**Фрагмент страницы**
○ ○ ○
Трудно быть Германом?

Ольга Гарина
Не так давно вместе с Олей Дыховичной мы снимали документальный фильм под названием "Диагноз - актер!". Фильм получился живой и полемичный.  В общем, мы сделали все для того, чтобы он не вышел на Первом канале! От фильма осталось множество интервью. На мой взгляд -  очень интересных: об актерах и режиссерах, о сути актерского мастерства,  о принципиальной разнице между театром и кино, о том, как не надо учить этой профессии... А люди-то какие...
Начну с Алексей Германа-старшего.


                Театр и кино

Нам надо успокоиться и понять одно – театр и кино -- абсолютно разные искусства.  В чем-то пересекающиеся, и не более того. Они общи тем, что и там, и там говорят текст. И там, и там существуют артисты.  И там, и там существует фигура под названием режиссер. Во всем остальном плохой театр очень похож на очень плохое кино.

Прежде всего, нужно забыть про Константина Сергеевича Станиславского, как про страшный сон для кино. Забыть всю театральную школу, которую тебе предлагают.  Потому что она вся построена на оценках. И на том, что, так сказать, вот задача, задача, задача, которую я показываю. В кино показывать ничего нельзя. И оценивать ничего нельзя.  Если я тебе сообщаю в театре, что твой муж Иван тебе не верит, то ты ведешь себя одним способом.  А в хорошем кино ты ведешь себя таким способом, что на твоем лице ничего отразиться не может. Тут может отразиться только глубоко в глазах. А мое уже дело – это увидеть.  Либо средствами режиссуры, либо глазами.

А уж что я тебе буду в это время говорить, и как мы тебя будем мучить для того, чтобы у тебя в глазах появилось это выражение… это уж, что называется, дело режиссера.

Я не убежден, что в кино нужны сверхталантливые артисты. Они вредноватые иногда бывают в кино. Великий Габен только несколько ролей сыграл так, что ты ахаешь. А большую часть жизни на штуках всяких проехал. У меня вообще свой метод работы с актерами.
○ ○ ○
**Представленные записи**
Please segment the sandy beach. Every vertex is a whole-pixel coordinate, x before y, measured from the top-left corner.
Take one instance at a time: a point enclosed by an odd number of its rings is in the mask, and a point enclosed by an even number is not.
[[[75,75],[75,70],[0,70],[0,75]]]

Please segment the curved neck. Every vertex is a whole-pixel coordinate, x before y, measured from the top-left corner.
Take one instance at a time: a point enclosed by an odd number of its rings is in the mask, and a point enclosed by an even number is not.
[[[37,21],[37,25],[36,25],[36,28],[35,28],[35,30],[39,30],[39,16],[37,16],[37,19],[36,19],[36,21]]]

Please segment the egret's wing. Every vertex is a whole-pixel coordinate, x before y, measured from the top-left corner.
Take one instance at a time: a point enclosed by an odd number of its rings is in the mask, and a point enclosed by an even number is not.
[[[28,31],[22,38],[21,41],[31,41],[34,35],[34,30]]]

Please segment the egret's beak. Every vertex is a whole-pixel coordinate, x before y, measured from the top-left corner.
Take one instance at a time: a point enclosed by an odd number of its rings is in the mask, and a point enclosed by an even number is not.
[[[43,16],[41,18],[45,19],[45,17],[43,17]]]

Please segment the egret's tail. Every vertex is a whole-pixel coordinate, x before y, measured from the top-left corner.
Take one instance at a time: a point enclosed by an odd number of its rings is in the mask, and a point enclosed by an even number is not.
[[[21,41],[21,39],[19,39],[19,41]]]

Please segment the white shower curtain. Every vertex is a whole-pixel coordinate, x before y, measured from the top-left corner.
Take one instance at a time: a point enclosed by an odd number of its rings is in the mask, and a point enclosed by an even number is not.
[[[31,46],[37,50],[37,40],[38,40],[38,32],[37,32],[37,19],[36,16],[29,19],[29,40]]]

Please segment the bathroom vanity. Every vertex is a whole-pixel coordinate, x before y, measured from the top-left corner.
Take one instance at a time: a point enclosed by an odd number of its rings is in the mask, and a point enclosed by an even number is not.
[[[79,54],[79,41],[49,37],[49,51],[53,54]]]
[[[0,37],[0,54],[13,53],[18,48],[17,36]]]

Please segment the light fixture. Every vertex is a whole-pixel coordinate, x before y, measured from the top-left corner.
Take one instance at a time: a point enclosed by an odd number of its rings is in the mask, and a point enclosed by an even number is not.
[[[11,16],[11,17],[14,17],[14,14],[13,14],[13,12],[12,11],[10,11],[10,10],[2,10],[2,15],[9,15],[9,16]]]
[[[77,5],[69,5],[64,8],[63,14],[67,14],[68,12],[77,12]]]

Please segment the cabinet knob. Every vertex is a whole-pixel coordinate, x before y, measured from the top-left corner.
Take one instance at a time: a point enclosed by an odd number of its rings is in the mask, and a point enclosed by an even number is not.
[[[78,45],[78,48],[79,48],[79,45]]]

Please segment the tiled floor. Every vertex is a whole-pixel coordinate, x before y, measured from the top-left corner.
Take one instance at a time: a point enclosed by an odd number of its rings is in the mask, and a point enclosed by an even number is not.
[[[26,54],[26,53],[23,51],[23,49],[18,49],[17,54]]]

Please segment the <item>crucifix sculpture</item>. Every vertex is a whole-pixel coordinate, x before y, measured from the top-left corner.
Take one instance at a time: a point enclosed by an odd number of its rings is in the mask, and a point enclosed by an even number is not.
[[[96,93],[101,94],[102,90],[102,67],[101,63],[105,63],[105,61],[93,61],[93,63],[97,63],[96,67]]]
○ ○ ○
**Задание 1**
Перечислите все общие черты театра и кино, которые называются во фрагменте страницы.
**Задание 2**
Как назывался документальный фильм, о котором рассказывается во фрагменте страницы?
Опирайтесь только на фрагмент страницы.

**Верный ответ 1**
И в театре, и в кино говорят текст, существуют артисты и существует фигура под названием режиссер.

**Верный ответ 2**
Фильм назывался «Диагноз - актер!».